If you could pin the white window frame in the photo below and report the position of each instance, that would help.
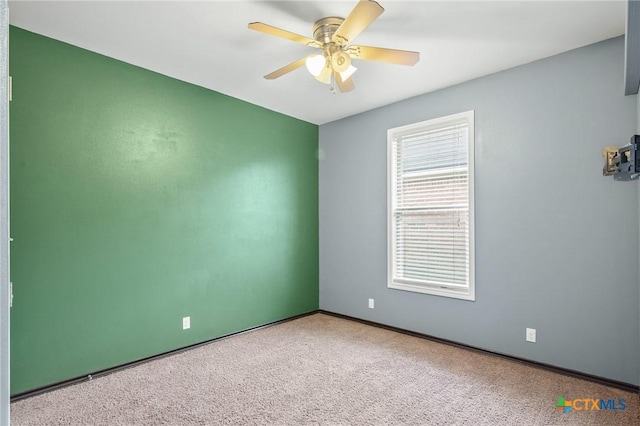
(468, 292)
--
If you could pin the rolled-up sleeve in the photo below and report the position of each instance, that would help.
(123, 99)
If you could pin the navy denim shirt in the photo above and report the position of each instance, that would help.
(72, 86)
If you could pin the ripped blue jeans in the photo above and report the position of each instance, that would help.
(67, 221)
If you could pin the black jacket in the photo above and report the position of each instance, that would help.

## EXERCISE DETAILS
Rewrite the data as a numbered list, from the line that contains "If you could pin the rolled-up" through the line that contains "If you could pin the black", including both of those lines and leaving out any blank lines.

## ANSWER FOR THE TASK
1. If you could pin the rolled-up sleeve in the photo below and report the position of each instance, that would help.
2. (123, 99)
3. If you could pin the navy denim shirt in the photo above and report the position of each instance, that would help.
4. (72, 86)
5. If you could pin the ripped blue jeans in the photo above and report the position of each instance, that would help.
6. (67, 221)
7. If you could pin the black jacket in the photo above and report the position of each instance, that would help.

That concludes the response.